▶ [PROBLEM STATEMENT] Find each line in the entries below that contains the word "short" and copy it out. Treat uppercase and lowercase letters as different.

|---|

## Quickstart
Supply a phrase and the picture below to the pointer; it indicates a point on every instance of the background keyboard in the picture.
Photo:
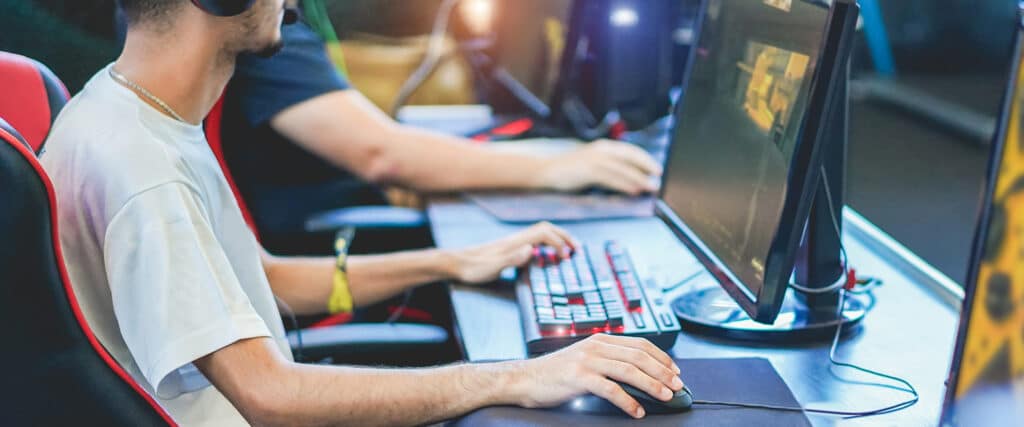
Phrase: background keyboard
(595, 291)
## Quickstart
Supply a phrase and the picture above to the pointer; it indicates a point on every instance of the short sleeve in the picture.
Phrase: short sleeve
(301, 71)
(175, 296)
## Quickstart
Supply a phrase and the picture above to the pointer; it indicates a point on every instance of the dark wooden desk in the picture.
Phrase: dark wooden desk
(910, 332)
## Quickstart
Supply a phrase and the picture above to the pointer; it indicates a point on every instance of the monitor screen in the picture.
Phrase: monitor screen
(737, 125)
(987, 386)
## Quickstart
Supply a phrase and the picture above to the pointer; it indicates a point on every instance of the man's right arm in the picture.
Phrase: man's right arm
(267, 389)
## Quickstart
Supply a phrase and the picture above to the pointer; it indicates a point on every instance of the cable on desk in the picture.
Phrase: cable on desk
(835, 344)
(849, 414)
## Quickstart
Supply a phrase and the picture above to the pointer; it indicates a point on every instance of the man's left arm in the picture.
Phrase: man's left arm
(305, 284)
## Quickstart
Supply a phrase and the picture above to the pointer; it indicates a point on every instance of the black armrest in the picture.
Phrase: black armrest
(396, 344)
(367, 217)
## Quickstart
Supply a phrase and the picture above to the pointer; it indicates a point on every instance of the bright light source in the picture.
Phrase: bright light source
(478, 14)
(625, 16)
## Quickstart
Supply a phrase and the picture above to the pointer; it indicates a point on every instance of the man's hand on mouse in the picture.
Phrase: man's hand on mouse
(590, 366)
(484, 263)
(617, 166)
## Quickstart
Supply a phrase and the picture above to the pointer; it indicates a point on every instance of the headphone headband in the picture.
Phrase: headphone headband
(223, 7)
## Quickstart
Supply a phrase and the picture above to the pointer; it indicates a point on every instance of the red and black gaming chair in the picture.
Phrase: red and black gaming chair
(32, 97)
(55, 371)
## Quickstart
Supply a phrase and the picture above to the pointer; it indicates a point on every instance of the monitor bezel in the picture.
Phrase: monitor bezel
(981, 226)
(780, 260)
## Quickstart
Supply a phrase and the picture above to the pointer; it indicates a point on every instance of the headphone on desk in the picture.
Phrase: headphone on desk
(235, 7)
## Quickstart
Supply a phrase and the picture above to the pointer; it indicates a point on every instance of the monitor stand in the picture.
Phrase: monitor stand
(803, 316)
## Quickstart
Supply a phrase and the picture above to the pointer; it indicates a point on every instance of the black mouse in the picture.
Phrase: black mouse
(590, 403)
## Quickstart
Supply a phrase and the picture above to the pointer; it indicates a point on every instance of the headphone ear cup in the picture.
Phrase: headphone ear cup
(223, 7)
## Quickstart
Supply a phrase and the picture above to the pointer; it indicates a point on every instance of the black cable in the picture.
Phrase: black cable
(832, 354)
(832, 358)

|---|

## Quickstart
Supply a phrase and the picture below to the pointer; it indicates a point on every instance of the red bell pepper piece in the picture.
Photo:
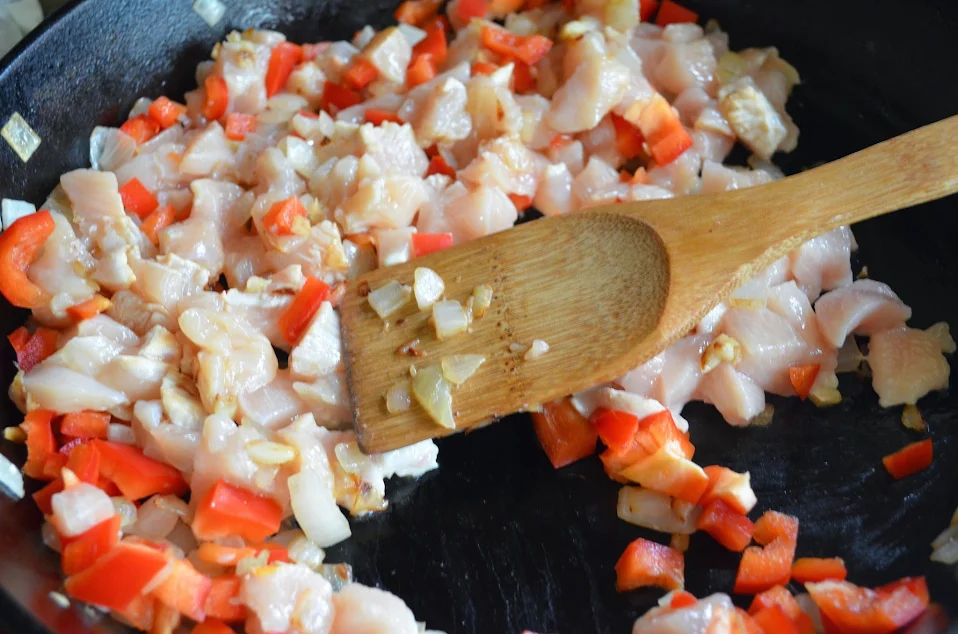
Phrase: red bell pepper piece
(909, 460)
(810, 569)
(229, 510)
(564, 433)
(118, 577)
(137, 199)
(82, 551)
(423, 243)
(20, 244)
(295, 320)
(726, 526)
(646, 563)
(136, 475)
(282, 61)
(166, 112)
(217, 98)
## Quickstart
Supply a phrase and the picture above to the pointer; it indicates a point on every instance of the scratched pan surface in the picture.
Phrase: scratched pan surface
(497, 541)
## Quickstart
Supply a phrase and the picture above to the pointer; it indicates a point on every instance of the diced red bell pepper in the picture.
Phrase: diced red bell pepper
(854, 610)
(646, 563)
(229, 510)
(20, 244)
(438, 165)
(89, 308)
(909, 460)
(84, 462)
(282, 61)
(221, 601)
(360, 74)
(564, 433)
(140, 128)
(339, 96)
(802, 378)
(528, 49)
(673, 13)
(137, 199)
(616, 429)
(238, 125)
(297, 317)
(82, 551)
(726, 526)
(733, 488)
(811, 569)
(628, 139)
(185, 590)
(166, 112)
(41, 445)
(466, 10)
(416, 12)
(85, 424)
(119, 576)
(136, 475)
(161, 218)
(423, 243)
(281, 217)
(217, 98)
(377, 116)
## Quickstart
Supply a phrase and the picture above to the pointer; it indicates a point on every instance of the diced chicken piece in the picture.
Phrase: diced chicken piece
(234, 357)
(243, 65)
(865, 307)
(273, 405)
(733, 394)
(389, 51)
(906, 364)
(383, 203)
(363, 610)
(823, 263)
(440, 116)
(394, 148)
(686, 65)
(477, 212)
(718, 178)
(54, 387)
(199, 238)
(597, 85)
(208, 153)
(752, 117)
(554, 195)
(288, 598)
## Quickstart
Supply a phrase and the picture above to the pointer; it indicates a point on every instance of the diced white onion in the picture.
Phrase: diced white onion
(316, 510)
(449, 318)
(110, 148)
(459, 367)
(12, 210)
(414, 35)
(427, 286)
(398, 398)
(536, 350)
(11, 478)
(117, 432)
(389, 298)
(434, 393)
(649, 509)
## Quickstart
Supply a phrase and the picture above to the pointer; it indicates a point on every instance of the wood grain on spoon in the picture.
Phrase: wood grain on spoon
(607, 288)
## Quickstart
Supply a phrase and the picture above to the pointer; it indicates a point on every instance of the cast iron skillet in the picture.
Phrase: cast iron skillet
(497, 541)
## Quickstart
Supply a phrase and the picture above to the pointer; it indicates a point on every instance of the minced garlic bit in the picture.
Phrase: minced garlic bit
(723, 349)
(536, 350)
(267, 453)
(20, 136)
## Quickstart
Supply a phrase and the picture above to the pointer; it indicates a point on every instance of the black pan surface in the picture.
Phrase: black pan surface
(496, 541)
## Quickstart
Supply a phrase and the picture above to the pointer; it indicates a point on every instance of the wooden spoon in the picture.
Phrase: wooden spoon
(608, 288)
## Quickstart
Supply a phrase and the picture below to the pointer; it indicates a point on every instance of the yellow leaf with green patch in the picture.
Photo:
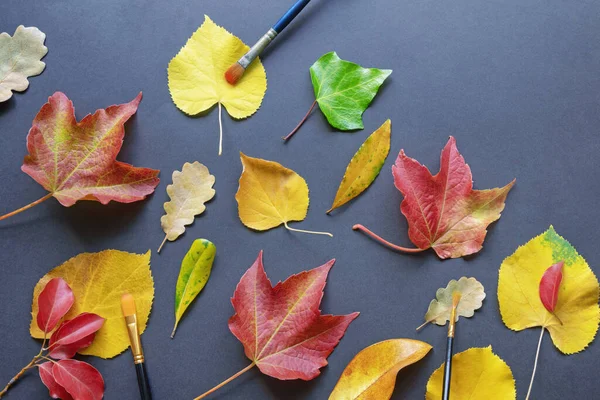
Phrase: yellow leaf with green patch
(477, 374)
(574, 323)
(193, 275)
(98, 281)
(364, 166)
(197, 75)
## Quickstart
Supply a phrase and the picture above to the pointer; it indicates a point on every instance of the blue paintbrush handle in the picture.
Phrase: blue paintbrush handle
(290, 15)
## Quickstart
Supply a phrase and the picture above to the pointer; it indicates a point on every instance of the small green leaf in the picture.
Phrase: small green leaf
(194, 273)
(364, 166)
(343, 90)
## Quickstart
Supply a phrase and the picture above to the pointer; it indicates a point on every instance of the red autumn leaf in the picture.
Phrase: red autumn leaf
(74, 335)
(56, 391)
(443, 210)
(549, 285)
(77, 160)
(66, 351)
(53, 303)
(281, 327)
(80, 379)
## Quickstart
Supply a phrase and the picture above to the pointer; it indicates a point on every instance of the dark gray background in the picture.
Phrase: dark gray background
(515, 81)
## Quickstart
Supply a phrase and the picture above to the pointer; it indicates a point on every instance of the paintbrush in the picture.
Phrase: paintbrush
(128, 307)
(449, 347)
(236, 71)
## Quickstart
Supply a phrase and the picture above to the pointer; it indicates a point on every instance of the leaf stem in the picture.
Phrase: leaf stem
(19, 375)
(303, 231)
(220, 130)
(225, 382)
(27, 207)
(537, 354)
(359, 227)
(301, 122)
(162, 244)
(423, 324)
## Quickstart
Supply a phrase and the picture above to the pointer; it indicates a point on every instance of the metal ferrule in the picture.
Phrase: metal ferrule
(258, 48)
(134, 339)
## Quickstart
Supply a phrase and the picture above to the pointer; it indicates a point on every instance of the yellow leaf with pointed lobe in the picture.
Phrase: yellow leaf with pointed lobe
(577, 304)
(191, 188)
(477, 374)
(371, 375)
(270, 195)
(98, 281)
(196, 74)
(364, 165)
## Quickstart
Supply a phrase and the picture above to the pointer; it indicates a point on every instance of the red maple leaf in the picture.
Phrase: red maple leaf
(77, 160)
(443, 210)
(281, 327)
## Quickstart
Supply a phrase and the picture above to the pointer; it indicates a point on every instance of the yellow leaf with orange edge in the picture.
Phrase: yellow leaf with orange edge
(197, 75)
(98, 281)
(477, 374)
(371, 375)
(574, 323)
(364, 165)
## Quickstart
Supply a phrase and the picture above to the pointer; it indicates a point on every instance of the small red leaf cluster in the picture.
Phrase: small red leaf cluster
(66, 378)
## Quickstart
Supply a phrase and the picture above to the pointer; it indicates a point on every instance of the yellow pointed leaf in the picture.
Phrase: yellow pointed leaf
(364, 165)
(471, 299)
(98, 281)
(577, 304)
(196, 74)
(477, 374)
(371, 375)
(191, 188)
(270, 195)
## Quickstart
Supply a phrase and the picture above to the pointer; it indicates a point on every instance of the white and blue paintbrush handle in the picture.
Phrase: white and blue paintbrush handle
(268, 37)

|---|

▶ [WRITTEN RESPONSE]
Supply a phrase and the picture above to the pointer; it indicates a point on every instance of the short sleeve in the picture.
Phrase: short sleeve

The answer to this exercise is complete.